* **Work instructions**
- a) In the post about the prairie dog workshop at Bosque del Apache, how many known species of prairie dogs are there?
- b) Pick up the post about the prairie dog workshop at Bosque del Apache after its last sentence and continue it.

* **Document text**
========================================================================

Tuesday, December 23, 2008

Bosque del Apache - part 1

There are many workshops offered at Bosque del Apache during the Festival of the Cranes. Our first workshop we signed up for was about prairie dogs. We were told that there are five known species found from southern Canada to northern Mexico. Out of these species we were told that one is threatened, one endangered, and the other 3 species have suffered a 95% decline in the last century. Most of the decline has to do with loss of habitat. Prairie dogs are considered "colonial squirrels" and the black-tailed prairie dog can be found in southern New Mexico as well as other Rocky Mountain states, plus Nebraska and Texas. You can learn more about these cute mammals here, here, and here. During this past summer the black-tailed prairie dog was re-introduced at the refuge in two locations. One of the locations is just off the highway near the tour loop entrance, where there is a pull-off so visitors can watch them. You may want to click on the photos below to get a larger image of these cute little animals. Even though I had a zoom lens at 300mm, it was still difficult to get a decent picture of them. As you can see, they blend in beautifully with their environment.

========================================================================

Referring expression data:
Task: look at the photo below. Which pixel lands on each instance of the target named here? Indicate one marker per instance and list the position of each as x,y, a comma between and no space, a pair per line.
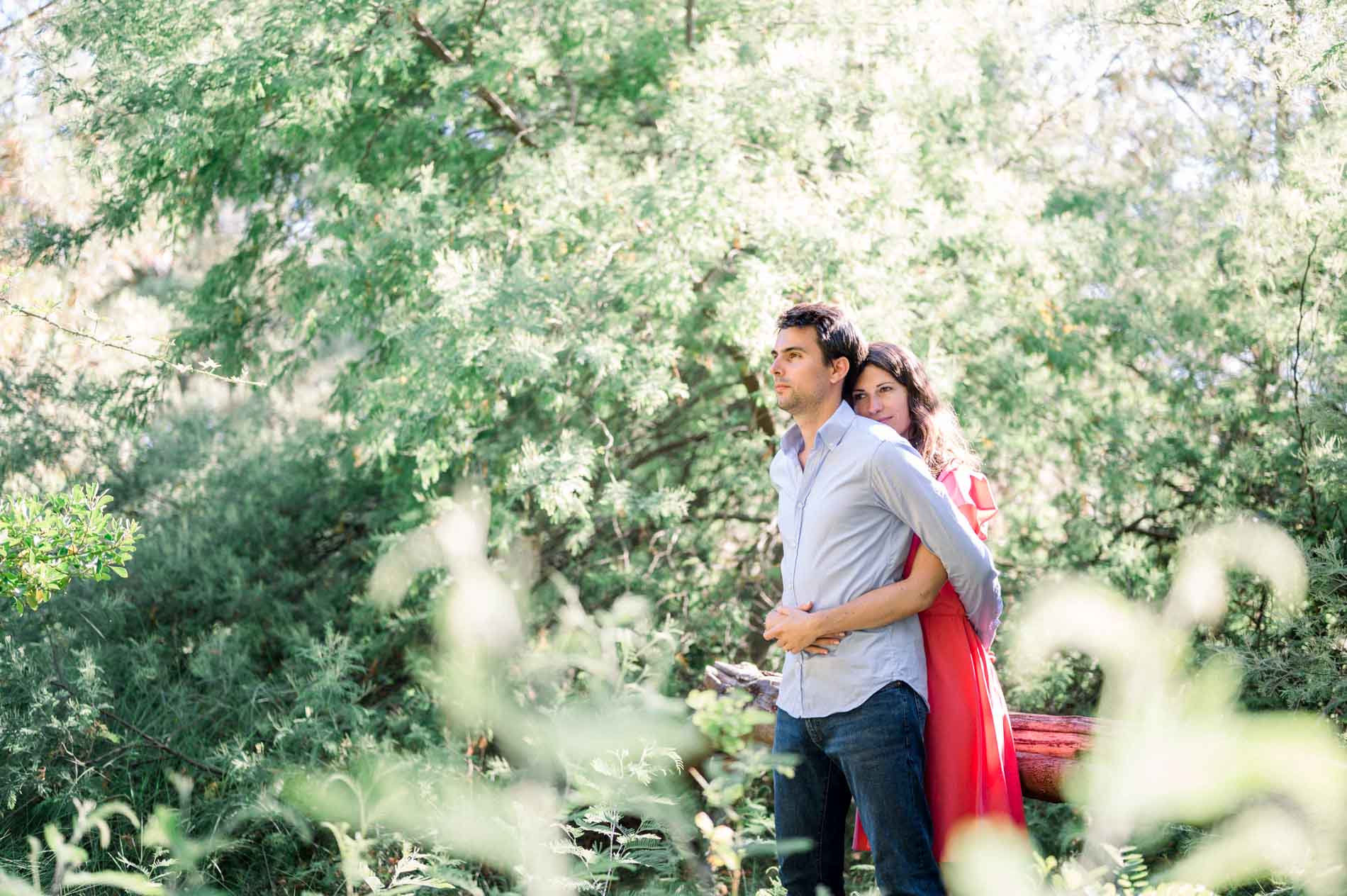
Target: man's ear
841,366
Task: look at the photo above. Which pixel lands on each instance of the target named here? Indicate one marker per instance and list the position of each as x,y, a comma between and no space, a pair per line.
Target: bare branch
484,94
154,359
22,19
1295,386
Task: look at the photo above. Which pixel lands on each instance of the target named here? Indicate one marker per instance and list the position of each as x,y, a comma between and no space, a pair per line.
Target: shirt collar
832,432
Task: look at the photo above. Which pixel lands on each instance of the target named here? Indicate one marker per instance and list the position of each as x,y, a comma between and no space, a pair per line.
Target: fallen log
1046,746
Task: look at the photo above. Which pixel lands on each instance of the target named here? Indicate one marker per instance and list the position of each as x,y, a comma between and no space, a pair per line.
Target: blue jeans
876,754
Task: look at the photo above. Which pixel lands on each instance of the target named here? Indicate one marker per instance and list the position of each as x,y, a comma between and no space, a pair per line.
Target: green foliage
539,247
727,719
47,543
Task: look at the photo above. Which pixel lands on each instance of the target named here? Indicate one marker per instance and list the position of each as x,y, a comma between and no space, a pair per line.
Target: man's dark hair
838,337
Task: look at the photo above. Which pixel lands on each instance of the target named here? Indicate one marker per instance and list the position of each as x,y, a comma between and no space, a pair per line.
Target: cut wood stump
1046,746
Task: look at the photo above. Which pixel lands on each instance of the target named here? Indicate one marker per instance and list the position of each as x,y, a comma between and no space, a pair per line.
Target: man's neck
814,420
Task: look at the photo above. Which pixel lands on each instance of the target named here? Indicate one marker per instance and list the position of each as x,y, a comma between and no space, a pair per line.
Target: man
850,495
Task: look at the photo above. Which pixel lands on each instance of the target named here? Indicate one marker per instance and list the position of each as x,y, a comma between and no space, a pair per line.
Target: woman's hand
795,629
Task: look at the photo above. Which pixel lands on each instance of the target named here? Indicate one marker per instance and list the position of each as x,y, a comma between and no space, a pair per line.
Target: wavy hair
935,432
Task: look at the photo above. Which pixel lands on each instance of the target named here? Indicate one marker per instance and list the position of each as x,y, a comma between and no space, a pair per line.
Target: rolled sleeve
904,486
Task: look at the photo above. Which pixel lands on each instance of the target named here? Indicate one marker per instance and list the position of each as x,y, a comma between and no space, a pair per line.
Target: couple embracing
888,693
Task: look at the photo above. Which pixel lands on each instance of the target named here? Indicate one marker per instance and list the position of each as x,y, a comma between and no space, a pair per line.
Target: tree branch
22,19
1295,386
150,739
484,94
155,359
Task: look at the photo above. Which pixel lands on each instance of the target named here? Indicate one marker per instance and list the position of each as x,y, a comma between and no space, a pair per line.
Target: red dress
970,768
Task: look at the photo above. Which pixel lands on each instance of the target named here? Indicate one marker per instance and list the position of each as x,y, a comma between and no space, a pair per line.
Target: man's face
799,372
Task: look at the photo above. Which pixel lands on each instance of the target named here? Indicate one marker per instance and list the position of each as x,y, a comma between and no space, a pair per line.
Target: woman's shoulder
971,493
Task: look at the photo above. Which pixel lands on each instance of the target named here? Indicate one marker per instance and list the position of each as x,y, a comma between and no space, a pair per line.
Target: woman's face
877,396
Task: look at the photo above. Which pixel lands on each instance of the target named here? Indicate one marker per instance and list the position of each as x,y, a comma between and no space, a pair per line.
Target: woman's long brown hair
935,432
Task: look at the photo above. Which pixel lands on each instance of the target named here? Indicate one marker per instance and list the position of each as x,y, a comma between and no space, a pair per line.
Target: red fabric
970,768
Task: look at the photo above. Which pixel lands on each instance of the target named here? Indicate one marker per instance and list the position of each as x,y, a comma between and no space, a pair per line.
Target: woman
971,767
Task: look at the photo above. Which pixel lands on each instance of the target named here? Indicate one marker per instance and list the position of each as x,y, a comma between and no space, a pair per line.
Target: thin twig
155,359
1052,115
1295,386
150,739
484,94
22,19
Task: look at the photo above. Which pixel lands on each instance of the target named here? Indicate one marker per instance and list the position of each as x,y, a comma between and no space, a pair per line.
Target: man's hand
794,628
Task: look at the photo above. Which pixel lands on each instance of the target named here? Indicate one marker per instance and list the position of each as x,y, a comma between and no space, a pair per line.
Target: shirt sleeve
902,483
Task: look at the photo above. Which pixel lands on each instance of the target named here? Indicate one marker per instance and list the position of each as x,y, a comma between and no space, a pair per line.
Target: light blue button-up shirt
846,522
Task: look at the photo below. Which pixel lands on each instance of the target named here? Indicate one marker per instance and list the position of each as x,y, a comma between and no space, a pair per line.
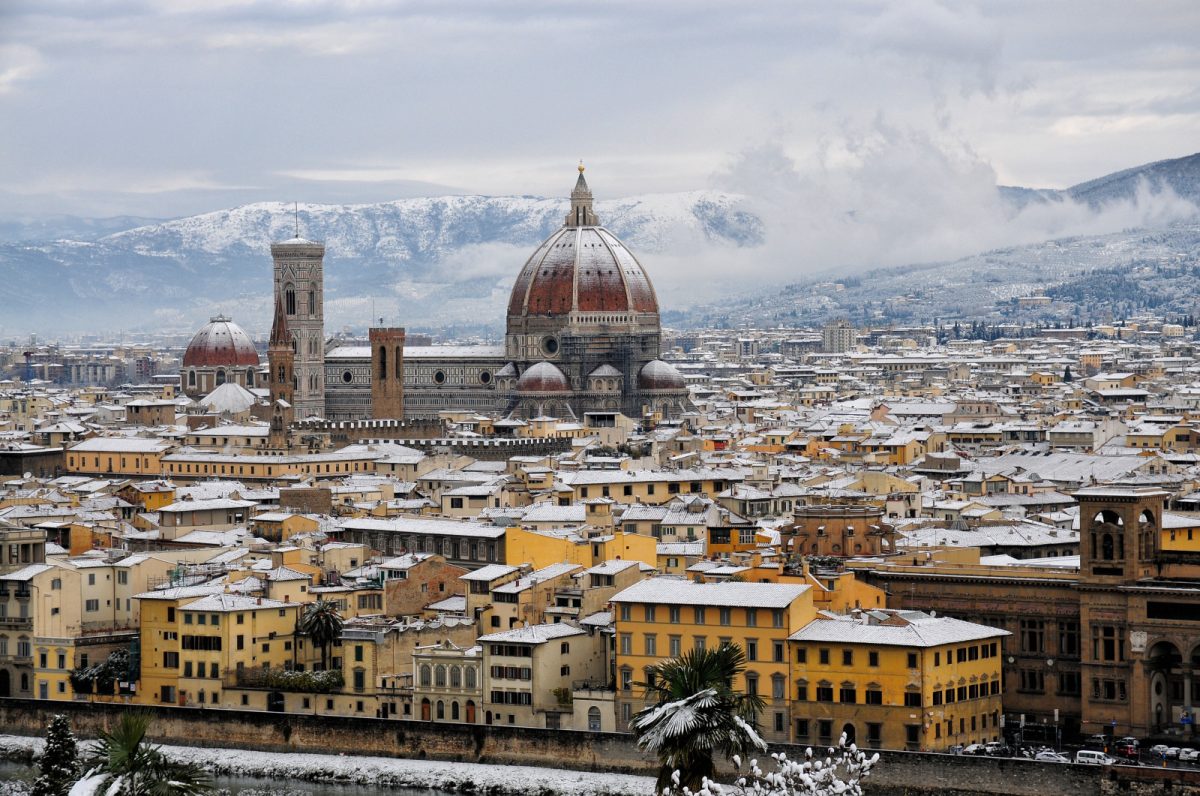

========================================================================

* **Task-by-task answers**
- a) Five

- b)
Our second workshop for the day was about a New Mexico Important Bird Area - a wetland in the Desert. I never would have thought that there actually is a wetland existing on Holloman Air Force Base (HAFB), and open to the public. The base constructed the wetlands several years ago and it was declared an IBA in 2002 by the National Audubon Society's New Mexico chapter. HAFB has two large bodies of water attracting many unlikely migrants during spring and fall, and it even provides wintering grounds, too. Here is a checklist of the birds for that area. I'm hoping that one of these times when we return to the Bosque refuge we will take the time and drive over to the air force base and check out the wetlands.

Following the presentation we were treated to meeting a few educational birds. I cannot remember the name of the group who provided the birds, but it is a New Mexico rehabilitation center. The first two photos are an albino black-crowned night heron. The rehab center thought that this bird was showing signs that it could be released back into the wild, but upon further observation they realized that the bird probably would not survive.

This is a western screech owl. I didn't realize how small this birds are. It was only about 8 inches tall. I love those beautiful big yellow eyes. Don't you?

And here is another 8-inch bird - a burrowing owl. This owl lost its left eye, so hunting would be a problem for it.


Anonymous said...

Looks like a fun day. I love these opportunities to see the critters up close.

I like the new look on the blog, too.

Linda in Erie said...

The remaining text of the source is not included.